WHAT THE TASK REQUIRES: Where an entry holds an image, leave the image out; otherwise reproduce the entry exactly.

TASK MATERIAL:
[Start of section]

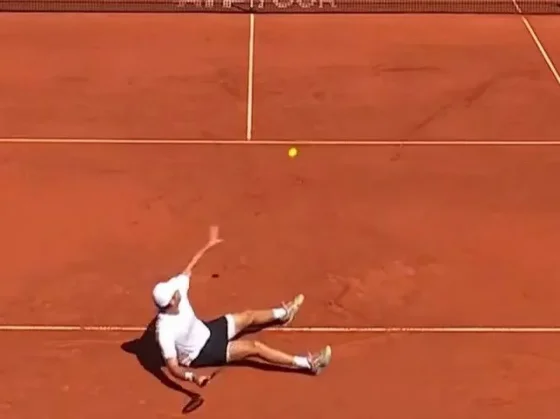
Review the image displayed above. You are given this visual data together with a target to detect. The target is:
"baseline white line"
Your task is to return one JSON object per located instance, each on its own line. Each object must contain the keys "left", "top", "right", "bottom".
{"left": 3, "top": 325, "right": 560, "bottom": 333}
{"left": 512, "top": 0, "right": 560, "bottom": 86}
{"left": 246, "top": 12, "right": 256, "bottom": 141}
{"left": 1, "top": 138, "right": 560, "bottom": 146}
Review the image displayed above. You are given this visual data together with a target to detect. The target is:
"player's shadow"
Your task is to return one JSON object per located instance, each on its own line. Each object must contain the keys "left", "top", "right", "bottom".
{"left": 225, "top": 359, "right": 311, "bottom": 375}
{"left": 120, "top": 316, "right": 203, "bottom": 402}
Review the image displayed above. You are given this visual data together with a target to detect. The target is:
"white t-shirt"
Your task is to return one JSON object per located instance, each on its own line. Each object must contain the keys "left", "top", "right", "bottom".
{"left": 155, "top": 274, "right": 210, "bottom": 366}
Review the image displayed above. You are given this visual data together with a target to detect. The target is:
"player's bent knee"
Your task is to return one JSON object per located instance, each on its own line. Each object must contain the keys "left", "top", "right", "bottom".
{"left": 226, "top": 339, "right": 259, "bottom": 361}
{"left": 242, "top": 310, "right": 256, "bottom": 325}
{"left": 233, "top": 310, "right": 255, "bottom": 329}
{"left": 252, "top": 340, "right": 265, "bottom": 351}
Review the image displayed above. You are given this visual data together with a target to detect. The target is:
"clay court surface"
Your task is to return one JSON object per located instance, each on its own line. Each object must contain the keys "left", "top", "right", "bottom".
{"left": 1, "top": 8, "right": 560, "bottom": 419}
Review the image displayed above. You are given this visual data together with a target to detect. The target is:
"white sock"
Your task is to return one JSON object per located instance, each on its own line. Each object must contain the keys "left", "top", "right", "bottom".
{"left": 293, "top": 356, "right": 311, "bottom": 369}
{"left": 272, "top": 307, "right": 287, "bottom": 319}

[End of section]

WRITTEN ANSWER:
Review the image displayed above. You are given this visual data together with a target to detect. The target is:
"baseline white line"
Your task is to return one JSON object per located instance, each on its own line. Each object must contain the keys "left", "top", "right", "bottom".
{"left": 3, "top": 325, "right": 560, "bottom": 333}
{"left": 512, "top": 0, "right": 560, "bottom": 86}
{"left": 246, "top": 12, "right": 256, "bottom": 141}
{"left": 1, "top": 138, "right": 560, "bottom": 146}
Review the image displayed above. You are given this visual data together with a target to detect. The target is:
"player's shadow"
Your task is to return one JSON object per located instance, each on its own line. Each object must contain the keys "left", "top", "right", "bottom".
{"left": 225, "top": 359, "right": 311, "bottom": 375}
{"left": 120, "top": 316, "right": 203, "bottom": 402}
Review the image displayed above. You are given this visual data together with a target to detect. The target is:
"white t-shirt"
Your task is to return one JSON object per located instance, each on its own line. Each object must contain the keys "left", "top", "right", "bottom".
{"left": 155, "top": 274, "right": 210, "bottom": 366}
Review the image displayed above. You are given this visual data together with a target to detect. The target is:
"player's bent knee"
Your task is to return one JSON object per located instance, each on its own line. Each object must contain the keys "left", "top", "right", "bottom".
{"left": 226, "top": 339, "right": 259, "bottom": 361}
{"left": 242, "top": 310, "right": 256, "bottom": 325}
{"left": 233, "top": 310, "right": 255, "bottom": 329}
{"left": 252, "top": 340, "right": 265, "bottom": 351}
Review the image displayed above. You are given this visual data together with a target to detect. The target is:
"clay court surface"
Your task is to return one JSON object per located instance, each on its own line. Each object must contain the keys "left", "top", "right", "bottom".
{"left": 1, "top": 8, "right": 560, "bottom": 419}
Review the image displayed above. You are given this visual data together with a target to detect. The target is:
"white sock"
Your task is to return one JSON object per located instance, each on its own line. Each object must contain the keys "left", "top", "right", "bottom".
{"left": 293, "top": 356, "right": 311, "bottom": 369}
{"left": 272, "top": 307, "right": 287, "bottom": 319}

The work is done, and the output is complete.